(Excerpts from location labeling data)

_ _ _

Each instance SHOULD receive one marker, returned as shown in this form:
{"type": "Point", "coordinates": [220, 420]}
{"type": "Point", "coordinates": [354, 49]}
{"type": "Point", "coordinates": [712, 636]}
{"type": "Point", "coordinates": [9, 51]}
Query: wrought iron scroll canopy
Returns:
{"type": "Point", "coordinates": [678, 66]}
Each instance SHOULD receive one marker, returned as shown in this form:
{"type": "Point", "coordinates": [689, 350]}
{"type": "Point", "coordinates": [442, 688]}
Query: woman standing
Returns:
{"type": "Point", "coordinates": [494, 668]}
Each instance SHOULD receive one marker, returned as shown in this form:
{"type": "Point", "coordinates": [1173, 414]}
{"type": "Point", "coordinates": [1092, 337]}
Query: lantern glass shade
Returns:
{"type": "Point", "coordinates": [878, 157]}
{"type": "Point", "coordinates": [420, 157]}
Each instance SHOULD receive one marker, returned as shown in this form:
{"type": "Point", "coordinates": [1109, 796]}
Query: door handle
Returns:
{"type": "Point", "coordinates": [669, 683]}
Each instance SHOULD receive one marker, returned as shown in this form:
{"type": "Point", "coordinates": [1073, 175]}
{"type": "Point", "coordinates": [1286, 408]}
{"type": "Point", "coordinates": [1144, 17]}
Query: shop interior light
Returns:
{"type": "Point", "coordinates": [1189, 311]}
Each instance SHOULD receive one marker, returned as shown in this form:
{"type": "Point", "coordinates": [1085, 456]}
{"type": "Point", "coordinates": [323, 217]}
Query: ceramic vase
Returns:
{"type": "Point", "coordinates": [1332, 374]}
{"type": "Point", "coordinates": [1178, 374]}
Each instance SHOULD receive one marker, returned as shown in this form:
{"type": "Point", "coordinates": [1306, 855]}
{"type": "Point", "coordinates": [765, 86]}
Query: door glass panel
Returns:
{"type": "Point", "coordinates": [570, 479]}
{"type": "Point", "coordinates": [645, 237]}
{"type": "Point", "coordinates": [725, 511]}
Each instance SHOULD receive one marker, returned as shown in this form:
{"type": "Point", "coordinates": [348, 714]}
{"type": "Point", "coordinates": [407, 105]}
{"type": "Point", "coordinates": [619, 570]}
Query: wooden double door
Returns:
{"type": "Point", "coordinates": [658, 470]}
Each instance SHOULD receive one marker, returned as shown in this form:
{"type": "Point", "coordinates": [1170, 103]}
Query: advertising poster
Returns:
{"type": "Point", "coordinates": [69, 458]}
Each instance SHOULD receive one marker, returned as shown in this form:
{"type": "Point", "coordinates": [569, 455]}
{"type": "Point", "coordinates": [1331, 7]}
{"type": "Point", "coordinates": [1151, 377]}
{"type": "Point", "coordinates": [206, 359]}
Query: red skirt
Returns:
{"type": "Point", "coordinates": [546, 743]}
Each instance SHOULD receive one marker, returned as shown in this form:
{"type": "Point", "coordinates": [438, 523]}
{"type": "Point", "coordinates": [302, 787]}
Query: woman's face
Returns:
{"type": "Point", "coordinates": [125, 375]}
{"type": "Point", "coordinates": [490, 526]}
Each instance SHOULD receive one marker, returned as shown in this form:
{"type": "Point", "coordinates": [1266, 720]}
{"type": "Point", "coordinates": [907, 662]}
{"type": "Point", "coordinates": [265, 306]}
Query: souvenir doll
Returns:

_ _ _

■ PROMPT
Show every line above that contains the word "glass", copying each one in full. Match the word's case exactly.

■ IN RESPONSE
Query: lantern glass shade
Query: door glass panel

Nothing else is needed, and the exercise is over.